[ABOUT THIS EXERCISE] Check each line of the listing below for the string "attribute", and copy the ones that have it.

[WORKING DATA]
■ ■ ■

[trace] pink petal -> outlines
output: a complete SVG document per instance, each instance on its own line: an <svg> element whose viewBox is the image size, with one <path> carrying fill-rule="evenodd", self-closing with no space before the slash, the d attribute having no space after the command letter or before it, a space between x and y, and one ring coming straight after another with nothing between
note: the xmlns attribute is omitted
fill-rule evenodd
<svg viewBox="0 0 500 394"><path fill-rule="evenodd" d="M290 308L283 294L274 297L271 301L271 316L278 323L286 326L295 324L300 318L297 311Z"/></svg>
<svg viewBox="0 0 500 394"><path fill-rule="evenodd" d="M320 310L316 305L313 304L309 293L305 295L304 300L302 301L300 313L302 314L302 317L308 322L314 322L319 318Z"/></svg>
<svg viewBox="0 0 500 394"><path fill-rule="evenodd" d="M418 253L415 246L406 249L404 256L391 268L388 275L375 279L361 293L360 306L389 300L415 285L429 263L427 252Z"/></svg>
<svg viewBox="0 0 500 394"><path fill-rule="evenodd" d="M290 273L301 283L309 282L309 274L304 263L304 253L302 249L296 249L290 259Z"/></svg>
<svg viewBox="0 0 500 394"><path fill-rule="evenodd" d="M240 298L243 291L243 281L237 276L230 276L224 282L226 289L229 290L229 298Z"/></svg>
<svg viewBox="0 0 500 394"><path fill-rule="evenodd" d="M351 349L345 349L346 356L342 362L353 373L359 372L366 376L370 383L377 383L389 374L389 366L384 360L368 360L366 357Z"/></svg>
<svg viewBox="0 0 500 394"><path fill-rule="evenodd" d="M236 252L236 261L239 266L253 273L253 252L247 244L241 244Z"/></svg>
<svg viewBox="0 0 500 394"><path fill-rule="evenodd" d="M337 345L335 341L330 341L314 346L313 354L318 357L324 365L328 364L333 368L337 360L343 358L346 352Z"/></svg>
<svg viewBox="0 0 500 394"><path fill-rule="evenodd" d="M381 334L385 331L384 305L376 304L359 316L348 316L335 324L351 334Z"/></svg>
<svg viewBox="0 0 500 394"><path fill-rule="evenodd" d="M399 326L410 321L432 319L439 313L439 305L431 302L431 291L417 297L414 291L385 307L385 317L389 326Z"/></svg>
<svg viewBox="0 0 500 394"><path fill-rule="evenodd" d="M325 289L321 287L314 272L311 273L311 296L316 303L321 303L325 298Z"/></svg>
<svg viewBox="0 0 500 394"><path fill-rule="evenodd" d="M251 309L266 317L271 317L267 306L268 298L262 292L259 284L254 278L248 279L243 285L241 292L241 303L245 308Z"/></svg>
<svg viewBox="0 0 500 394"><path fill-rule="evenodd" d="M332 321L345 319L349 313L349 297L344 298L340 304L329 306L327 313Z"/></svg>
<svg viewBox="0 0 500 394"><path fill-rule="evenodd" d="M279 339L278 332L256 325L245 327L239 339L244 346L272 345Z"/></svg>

■ ■ ■

[RESPONSE TO THE EXERCISE]
output: a complete SVG document per instance, each instance on its own line: an <svg> element whose viewBox is the image size, with one <path> carrying fill-rule="evenodd", self-closing with no space before the slash, the d attribute having no space after the command letter or before it, a space between x and y, and one ring coming straight after another with nothing between
note: the xmlns attribute is omitted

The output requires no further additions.